**ACTIVITY**
Lines from the one containing "The client would like the police" to the end of the entries below must be reproduced exactly, with both end lines kept and no other line added.

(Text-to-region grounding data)
━━━━━━━━

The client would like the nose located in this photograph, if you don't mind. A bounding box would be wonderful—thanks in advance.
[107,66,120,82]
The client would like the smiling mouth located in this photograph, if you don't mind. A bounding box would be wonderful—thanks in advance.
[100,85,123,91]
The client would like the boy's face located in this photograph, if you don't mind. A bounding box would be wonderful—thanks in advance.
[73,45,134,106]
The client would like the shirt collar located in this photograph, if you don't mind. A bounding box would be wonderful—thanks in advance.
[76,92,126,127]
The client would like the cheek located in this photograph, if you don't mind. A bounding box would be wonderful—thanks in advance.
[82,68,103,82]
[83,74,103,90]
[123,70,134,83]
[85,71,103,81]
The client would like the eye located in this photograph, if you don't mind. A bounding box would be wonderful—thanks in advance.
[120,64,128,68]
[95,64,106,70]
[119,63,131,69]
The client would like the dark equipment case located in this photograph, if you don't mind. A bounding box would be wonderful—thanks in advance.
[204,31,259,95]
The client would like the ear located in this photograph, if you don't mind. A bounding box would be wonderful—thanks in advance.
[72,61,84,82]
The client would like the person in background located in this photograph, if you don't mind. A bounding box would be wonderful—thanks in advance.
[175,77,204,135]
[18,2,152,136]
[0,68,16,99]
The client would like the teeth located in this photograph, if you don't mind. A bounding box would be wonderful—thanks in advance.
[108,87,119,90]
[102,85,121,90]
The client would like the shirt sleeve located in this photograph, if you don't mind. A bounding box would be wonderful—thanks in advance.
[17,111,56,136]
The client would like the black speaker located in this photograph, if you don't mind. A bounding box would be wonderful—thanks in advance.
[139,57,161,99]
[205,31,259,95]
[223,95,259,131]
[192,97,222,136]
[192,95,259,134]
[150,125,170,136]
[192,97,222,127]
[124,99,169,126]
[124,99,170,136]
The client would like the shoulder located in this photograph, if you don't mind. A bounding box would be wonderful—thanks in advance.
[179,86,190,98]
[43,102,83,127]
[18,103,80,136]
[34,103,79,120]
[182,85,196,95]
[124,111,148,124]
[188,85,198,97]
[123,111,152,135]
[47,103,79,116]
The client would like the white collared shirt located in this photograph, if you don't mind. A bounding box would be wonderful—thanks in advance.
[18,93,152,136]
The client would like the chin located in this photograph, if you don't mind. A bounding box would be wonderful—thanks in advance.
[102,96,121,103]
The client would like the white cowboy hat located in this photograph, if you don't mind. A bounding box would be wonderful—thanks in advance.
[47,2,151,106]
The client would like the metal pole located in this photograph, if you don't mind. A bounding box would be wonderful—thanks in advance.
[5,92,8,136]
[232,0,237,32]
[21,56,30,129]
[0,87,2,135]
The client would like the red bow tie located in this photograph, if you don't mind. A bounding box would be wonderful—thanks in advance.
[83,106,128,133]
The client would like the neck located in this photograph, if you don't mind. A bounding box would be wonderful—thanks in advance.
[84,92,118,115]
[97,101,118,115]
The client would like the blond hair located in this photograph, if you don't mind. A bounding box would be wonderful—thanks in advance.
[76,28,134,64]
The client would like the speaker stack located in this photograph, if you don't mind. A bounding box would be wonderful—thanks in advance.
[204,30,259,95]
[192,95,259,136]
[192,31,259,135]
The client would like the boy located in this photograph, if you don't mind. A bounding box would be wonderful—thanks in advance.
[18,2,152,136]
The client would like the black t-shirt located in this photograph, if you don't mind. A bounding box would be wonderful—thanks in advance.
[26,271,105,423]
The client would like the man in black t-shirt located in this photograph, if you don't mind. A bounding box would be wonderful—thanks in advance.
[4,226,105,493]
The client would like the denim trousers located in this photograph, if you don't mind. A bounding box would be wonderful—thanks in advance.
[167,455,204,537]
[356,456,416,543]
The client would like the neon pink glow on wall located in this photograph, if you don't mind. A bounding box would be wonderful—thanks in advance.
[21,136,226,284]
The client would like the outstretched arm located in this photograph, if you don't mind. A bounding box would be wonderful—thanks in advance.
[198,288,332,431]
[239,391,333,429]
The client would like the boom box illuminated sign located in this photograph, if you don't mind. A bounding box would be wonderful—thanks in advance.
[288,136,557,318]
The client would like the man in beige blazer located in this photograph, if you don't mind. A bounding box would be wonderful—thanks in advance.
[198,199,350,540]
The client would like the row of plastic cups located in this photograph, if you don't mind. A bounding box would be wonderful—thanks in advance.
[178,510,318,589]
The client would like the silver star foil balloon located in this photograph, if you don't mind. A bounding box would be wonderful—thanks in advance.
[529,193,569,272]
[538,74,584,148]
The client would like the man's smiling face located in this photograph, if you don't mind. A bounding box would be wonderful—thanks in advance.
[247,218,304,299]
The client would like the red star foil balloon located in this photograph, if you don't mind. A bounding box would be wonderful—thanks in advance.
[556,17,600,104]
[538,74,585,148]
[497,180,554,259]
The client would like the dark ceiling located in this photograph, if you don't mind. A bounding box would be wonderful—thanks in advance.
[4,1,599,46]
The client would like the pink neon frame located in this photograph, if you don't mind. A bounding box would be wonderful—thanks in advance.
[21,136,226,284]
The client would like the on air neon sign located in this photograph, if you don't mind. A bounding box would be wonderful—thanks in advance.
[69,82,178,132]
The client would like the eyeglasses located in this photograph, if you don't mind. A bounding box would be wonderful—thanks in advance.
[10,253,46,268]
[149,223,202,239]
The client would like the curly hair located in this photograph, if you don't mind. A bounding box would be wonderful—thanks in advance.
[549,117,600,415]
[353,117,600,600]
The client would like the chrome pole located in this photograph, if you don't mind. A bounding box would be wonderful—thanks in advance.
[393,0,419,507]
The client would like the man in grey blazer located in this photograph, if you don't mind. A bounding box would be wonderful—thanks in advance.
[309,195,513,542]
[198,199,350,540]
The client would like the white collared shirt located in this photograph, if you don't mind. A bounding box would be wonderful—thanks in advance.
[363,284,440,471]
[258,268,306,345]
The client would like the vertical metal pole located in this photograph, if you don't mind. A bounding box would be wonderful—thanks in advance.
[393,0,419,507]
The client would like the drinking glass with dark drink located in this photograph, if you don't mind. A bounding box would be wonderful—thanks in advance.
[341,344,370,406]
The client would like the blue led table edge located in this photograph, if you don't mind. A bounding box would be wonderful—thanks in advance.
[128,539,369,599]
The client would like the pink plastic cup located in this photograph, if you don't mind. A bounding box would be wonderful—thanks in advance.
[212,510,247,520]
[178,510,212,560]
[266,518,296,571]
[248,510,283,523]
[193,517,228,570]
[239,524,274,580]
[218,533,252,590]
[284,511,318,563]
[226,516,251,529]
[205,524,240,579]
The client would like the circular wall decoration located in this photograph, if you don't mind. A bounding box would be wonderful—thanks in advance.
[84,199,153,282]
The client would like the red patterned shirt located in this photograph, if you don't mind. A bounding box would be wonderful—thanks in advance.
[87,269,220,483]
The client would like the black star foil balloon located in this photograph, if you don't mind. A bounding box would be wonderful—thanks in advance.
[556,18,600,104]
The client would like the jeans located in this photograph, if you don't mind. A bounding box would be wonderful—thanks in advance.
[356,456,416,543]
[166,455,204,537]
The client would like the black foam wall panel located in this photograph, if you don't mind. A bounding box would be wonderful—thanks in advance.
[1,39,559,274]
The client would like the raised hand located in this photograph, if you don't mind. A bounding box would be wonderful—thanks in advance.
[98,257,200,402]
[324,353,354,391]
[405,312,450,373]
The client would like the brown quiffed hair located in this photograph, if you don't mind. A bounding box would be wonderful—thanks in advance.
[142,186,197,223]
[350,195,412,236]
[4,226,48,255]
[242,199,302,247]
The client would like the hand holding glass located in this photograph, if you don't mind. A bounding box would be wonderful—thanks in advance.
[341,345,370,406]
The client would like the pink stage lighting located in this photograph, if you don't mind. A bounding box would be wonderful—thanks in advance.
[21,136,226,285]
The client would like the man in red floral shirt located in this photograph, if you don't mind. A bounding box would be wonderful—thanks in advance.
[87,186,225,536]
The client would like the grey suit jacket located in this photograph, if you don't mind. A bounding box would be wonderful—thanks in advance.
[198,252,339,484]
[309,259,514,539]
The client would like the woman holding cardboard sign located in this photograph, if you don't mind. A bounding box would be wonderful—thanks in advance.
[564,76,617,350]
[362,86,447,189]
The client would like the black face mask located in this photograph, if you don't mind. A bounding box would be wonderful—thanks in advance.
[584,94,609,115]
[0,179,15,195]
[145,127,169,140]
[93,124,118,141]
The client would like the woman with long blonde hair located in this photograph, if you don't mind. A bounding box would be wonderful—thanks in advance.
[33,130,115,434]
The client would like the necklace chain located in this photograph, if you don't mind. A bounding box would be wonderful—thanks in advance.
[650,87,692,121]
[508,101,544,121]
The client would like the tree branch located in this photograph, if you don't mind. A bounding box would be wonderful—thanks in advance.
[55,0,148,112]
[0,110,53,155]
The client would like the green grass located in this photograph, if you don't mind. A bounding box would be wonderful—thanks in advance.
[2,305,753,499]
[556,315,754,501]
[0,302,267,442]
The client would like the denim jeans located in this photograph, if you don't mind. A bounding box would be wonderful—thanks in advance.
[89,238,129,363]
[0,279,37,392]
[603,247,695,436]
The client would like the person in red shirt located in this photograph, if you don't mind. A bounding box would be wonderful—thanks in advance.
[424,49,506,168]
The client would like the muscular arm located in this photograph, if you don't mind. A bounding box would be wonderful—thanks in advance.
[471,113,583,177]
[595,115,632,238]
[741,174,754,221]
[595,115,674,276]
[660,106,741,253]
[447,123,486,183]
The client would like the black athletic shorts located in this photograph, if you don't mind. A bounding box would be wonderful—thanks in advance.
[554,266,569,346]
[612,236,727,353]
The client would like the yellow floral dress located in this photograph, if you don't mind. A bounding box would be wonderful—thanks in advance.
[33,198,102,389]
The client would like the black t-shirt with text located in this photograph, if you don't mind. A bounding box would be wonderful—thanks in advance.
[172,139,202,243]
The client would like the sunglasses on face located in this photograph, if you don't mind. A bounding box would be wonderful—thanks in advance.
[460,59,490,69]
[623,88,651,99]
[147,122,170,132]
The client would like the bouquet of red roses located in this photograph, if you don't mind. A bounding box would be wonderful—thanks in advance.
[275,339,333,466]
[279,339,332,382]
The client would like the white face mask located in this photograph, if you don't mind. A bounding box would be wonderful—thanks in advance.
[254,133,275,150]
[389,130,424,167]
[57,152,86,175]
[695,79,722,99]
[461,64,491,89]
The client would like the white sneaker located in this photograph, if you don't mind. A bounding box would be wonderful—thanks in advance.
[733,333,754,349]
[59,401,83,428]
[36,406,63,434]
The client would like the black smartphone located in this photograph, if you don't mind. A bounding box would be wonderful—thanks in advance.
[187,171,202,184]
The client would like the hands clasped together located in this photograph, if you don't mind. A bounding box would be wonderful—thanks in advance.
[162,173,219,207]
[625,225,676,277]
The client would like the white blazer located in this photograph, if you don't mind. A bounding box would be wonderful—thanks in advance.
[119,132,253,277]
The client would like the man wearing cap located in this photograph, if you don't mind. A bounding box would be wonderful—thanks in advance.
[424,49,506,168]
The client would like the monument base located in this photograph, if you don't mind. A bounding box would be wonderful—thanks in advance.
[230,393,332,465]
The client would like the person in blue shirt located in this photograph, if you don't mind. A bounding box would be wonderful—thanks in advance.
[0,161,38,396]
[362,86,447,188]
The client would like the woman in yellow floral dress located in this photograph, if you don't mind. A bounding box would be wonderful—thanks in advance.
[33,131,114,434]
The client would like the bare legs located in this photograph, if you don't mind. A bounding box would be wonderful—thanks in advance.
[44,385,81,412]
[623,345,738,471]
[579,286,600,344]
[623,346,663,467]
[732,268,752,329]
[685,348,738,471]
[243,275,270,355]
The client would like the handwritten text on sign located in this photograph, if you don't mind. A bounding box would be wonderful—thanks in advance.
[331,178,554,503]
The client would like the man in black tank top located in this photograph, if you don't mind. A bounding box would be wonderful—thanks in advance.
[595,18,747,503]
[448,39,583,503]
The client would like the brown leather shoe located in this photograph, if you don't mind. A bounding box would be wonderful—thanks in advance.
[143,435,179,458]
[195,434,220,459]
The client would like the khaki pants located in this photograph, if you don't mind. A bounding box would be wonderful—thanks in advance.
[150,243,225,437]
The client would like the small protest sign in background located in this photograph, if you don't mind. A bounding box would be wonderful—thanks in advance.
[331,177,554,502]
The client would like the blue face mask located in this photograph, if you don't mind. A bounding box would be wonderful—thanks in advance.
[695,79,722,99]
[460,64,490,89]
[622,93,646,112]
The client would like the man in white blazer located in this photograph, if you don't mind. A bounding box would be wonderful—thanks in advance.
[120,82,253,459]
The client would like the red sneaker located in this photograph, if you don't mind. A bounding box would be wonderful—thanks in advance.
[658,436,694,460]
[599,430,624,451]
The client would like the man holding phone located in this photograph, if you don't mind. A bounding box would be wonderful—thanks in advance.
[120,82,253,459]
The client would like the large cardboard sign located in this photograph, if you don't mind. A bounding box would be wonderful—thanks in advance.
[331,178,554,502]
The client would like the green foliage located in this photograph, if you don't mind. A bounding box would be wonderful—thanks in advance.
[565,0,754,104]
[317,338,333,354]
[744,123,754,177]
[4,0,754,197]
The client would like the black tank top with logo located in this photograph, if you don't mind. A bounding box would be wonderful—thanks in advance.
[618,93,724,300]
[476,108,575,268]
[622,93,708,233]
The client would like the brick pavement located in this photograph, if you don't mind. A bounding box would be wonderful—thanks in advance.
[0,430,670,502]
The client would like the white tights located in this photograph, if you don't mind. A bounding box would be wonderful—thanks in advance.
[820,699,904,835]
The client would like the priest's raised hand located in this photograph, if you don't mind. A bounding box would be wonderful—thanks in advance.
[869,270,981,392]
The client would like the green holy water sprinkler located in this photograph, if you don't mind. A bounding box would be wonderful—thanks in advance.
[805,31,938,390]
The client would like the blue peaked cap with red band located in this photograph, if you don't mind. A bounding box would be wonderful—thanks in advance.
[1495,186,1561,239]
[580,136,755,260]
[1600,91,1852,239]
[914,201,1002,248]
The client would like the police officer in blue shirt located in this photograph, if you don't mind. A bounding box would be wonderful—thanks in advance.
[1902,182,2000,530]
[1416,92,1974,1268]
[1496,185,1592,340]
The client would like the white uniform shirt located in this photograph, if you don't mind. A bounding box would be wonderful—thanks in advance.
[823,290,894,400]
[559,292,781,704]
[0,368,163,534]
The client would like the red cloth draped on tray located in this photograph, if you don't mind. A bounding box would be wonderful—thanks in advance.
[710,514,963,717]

━━━━━━━━

**PROBLEM SOLUTION**
The client would like the police officer in blue shirt located in this photograph, if you don't mind. A bounding box would be wonderful—thanks in advance.
[1902,182,2000,530]
[1416,92,1974,1268]
[1496,185,1592,340]
The client would like the white uniform shirt located in this photograph, if you don't mind. A bounding box would be wonderful—thanks in advance.
[823,290,894,400]
[559,292,781,704]
[0,368,163,534]
The client would like the red cloth draped on tray located in this photograph, if you don't mind. A bounding box would be wonderful—thanks in advance.
[710,514,963,717]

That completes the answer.